* [Source text]
* * * *

The same UN that cheered Israel as it left Gaza and promised to back our right of self-defense now accuses us –my people, my country – of war crimes? And for what? For acting responsibly in self-defense. What a travesty! Israel justly defended itself against terror. This biased and unjust report is a clear-cut test for all governments. Will you stand with Israel or will you stand with the terrorists?
We must know the answer to that question now. Now and not later. Because if Israel is again asked to take more risks for peace, we must know today that you will stand with us tomorrow. Only if we have the confidence that we can defend ourselves can we take further risks for peace.
Ladies and Gentlemen, all of Israel wants peace. Any time an Arab leader genuinely wanted peace with us, we made peace. We made peace with Egypt led by Anwar Sadat. We made peace with Jordan led by King Hussein. And if the Palestinians truly want peace, I and my government, and the people of Israel, will make peace. But we want a genuine peace, a defensible peace, a permanent peace. In 1947, this body voted to establish two states for two peoples – a Jewish state and an Arab state. The Jews accepted that resolution. The Arabs rejected it.

* * * *

[Point-per-instance localization data]

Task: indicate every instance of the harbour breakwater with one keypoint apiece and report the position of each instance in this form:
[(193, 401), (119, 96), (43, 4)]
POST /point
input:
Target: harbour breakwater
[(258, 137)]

* * * *

* [Exercise requirements]
Please return the part of the speech excerpt from "The same UN" up to and including "risks for peace.", copied word for word. The listing has no connection to the speech excerpt.

* [Your solution]
The same UN that cheered Israel as it left Gaza and promised to back our right of self-defense now accuses us –my people, my country – of war crimes? And for what? For acting responsibly in self-defense. What a travesty! Israel justly defended itself against terror. This biased and unjust report is a clear-cut test for all governments. Will you stand with Israel or will you stand with the terrorists?
We must know the answer to that question now. Now and not later. Because if Israel is again asked to take more risks for peace, we must know today that you will stand with us tomorrow. Only if we have the confidence that we can defend ourselves can we take further risks for peace.